> THE EXERCISE
Convert every line of the records below into a single JSON array of strings, with one string per line and no blank lines included.

____

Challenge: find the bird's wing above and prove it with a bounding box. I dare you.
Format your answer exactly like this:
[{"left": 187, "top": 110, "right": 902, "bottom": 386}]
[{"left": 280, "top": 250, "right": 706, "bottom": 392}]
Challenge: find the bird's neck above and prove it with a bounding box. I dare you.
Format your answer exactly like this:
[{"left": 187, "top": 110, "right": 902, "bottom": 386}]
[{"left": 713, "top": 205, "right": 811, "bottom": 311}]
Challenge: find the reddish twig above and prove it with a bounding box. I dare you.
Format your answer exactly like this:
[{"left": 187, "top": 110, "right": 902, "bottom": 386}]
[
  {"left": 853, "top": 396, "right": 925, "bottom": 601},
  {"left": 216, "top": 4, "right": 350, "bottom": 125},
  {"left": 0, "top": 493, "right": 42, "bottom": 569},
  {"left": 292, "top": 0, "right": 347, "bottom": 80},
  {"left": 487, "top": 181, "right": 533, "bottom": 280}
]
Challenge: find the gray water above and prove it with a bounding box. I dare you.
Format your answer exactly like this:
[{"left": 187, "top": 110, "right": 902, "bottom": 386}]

____

> TASK RESULT
[
  "Challenge: find the bird's wing above and prove it with a bounding box. I dare you.",
  "Format your answer exactly like this:",
  "[{\"left\": 187, \"top\": 110, \"right\": 902, \"bottom\": 386}]",
  "[{\"left\": 280, \"top\": 250, \"right\": 706, \"bottom\": 392}]",
  "Challenge: find the bird's neck above and prove it with a bounding box. I dare you.",
  "Format your answer exactly like this:",
  "[{\"left\": 187, \"top\": 110, \"right\": 902, \"bottom\": 386}]",
  "[{\"left\": 713, \"top\": 205, \"right\": 811, \"bottom\": 311}]",
  "Challenge: find the reddish twig above and prove it with a bounding box. I dare you.",
  "Format your answer exactly like this:",
  "[{\"left\": 187, \"top\": 110, \"right\": 902, \"bottom\": 386}]",
  "[",
  "  {\"left\": 853, \"top\": 396, \"right\": 925, \"bottom\": 601},",
  "  {\"left\": 216, \"top\": 4, \"right\": 350, \"bottom\": 125},",
  "  {\"left\": 0, \"top\": 493, \"right\": 42, \"bottom\": 569},",
  "  {\"left\": 292, \"top\": 0, \"right\": 347, \"bottom\": 80},",
  "  {\"left\": 487, \"top\": 181, \"right\": 533, \"bottom\": 280}",
  "]",
  "Challenge: find the gray water above and prove it with a bounding box. I dare you.",
  "Format your answer exactly like this:",
  "[{\"left\": 187, \"top\": 110, \"right\": 902, \"bottom\": 386}]"
]